(Natural language region descriptions)
- Opening Delimiter -
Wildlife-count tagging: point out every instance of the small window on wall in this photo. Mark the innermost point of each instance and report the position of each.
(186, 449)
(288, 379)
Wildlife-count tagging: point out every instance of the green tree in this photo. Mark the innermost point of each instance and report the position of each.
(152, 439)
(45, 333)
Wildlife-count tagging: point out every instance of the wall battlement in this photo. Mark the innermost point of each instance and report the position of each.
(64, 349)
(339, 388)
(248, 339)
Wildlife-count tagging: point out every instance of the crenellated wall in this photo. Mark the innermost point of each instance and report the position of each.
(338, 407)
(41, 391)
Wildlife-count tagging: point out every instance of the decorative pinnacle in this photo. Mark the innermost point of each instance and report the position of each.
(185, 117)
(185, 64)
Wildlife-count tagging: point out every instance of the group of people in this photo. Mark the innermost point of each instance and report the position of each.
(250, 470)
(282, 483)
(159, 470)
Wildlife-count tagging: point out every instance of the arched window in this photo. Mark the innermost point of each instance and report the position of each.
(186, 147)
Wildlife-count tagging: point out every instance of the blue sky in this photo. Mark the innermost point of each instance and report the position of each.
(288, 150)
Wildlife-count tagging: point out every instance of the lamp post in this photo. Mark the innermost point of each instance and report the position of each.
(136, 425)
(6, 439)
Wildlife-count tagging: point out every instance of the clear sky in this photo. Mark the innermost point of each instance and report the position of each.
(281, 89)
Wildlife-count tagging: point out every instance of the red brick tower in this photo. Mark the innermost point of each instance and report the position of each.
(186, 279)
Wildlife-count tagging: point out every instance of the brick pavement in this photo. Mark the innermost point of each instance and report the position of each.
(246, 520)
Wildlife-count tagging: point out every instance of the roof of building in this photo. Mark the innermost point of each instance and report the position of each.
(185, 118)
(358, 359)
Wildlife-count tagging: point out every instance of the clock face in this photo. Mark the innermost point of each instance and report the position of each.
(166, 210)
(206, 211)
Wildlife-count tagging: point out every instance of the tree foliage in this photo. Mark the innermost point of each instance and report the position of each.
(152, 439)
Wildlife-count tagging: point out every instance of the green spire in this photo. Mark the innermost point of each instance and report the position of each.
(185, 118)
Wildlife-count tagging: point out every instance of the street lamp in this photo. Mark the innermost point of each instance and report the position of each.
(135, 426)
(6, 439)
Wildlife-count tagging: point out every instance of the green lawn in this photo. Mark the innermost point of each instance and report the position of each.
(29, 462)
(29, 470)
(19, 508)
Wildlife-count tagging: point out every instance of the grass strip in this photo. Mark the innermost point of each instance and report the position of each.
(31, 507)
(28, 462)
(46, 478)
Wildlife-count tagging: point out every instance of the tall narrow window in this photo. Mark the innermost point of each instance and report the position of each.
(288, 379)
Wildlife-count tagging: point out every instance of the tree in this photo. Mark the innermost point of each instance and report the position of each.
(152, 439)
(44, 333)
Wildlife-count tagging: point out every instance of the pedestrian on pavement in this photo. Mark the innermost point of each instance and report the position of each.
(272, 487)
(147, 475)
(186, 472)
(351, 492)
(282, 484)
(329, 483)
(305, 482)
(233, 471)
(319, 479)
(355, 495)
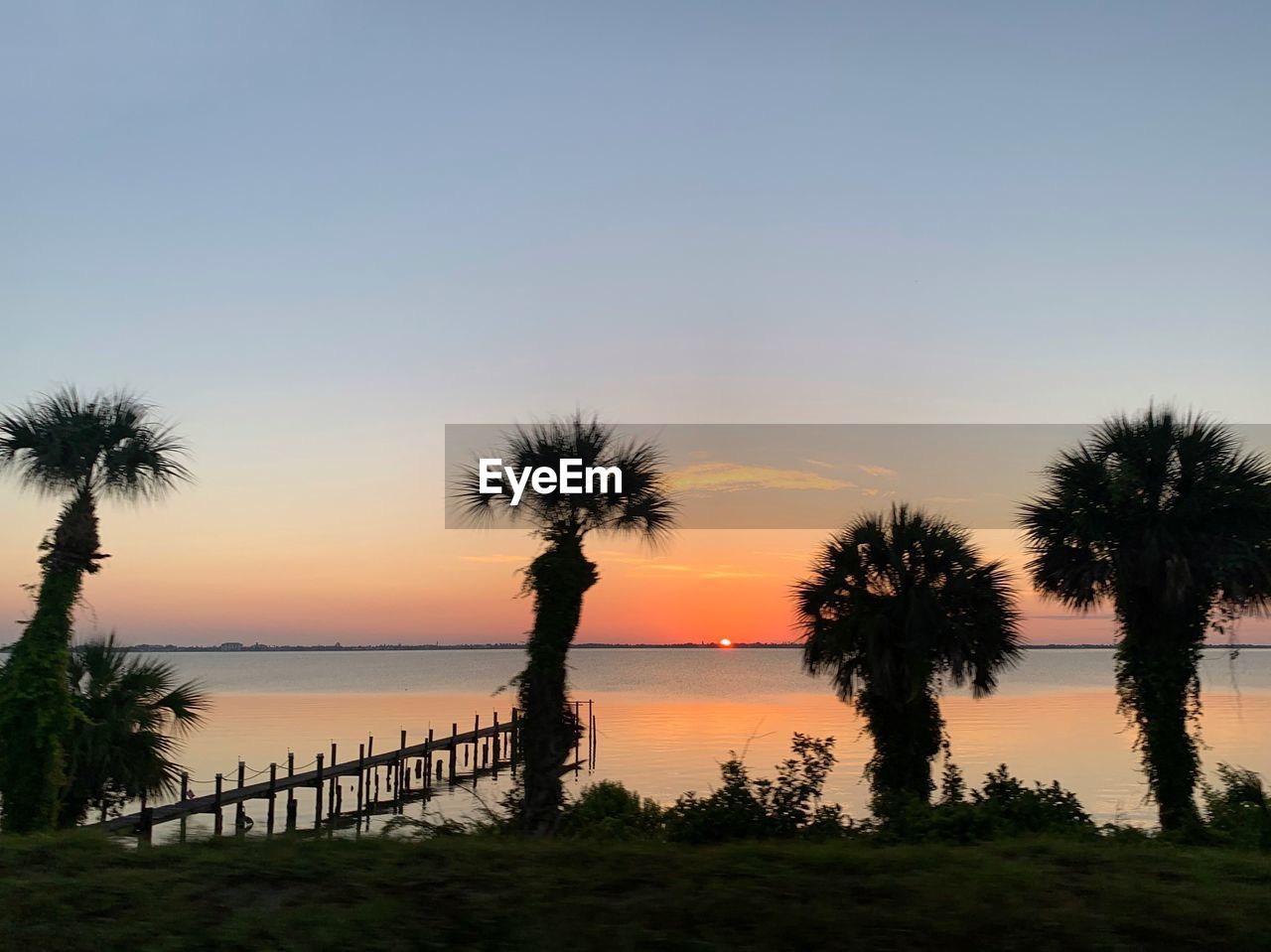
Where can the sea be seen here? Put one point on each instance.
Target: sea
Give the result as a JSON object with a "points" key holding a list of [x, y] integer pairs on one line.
{"points": [[665, 720]]}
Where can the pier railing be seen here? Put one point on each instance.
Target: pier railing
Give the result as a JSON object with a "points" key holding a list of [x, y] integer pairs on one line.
{"points": [[408, 771]]}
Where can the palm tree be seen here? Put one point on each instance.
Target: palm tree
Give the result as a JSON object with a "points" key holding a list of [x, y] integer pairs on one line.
{"points": [[122, 744], [1168, 520], [84, 449], [898, 603], [562, 574]]}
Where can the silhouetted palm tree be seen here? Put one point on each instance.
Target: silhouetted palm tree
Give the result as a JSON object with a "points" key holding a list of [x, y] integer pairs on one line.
{"points": [[562, 574], [1168, 520], [67, 445], [123, 743], [898, 603]]}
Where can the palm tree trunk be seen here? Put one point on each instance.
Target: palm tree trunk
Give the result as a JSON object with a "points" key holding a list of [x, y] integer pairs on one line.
{"points": [[907, 734], [36, 710], [559, 577], [1158, 685]]}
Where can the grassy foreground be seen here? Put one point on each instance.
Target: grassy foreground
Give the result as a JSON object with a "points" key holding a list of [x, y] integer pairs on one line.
{"points": [[81, 892]]}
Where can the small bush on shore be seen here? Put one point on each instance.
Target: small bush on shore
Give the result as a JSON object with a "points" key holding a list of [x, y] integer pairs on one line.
{"points": [[609, 811], [1004, 806], [1238, 811]]}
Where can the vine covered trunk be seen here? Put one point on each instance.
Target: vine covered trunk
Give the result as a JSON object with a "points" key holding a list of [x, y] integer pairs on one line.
{"points": [[1160, 688], [36, 708], [907, 735], [559, 579]]}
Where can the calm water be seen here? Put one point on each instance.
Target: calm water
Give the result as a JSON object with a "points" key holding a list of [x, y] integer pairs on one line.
{"points": [[667, 717]]}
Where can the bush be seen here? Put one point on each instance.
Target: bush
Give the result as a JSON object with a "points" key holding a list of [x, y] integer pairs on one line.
{"points": [[749, 808], [609, 811], [1003, 807], [1238, 812]]}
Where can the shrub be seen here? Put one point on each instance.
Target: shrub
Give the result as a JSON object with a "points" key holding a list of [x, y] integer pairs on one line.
{"points": [[761, 808], [1238, 811], [609, 811], [1003, 807]]}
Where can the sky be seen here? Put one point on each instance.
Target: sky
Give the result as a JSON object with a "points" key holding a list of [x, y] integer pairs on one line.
{"points": [[318, 232]]}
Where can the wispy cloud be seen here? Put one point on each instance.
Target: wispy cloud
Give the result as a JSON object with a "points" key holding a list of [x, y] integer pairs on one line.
{"points": [[732, 476], [730, 572]]}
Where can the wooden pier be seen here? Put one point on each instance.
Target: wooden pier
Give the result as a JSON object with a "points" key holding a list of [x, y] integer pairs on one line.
{"points": [[436, 760]]}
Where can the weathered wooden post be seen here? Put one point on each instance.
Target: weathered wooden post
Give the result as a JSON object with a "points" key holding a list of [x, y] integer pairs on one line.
{"points": [[361, 780], [273, 796], [427, 762], [318, 787], [216, 802], [513, 740], [145, 824], [240, 808], [577, 735], [185, 796], [402, 770], [335, 783]]}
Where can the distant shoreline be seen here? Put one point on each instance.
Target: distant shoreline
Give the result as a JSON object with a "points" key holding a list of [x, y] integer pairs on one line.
{"points": [[236, 648]]}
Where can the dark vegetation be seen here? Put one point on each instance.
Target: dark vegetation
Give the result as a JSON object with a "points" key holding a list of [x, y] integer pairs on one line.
{"points": [[561, 575], [1167, 519], [75, 892], [80, 449]]}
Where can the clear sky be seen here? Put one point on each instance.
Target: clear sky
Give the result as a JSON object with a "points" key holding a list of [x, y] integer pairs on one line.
{"points": [[316, 232]]}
- Closing Delimiter -
REQUIREMENT
Scan the records above for the string "water", then select every line that holds it.

RESULT FOR THIS EXERCISE
Where can the calm water be seen here? Put one point on each instance.
Target: calm water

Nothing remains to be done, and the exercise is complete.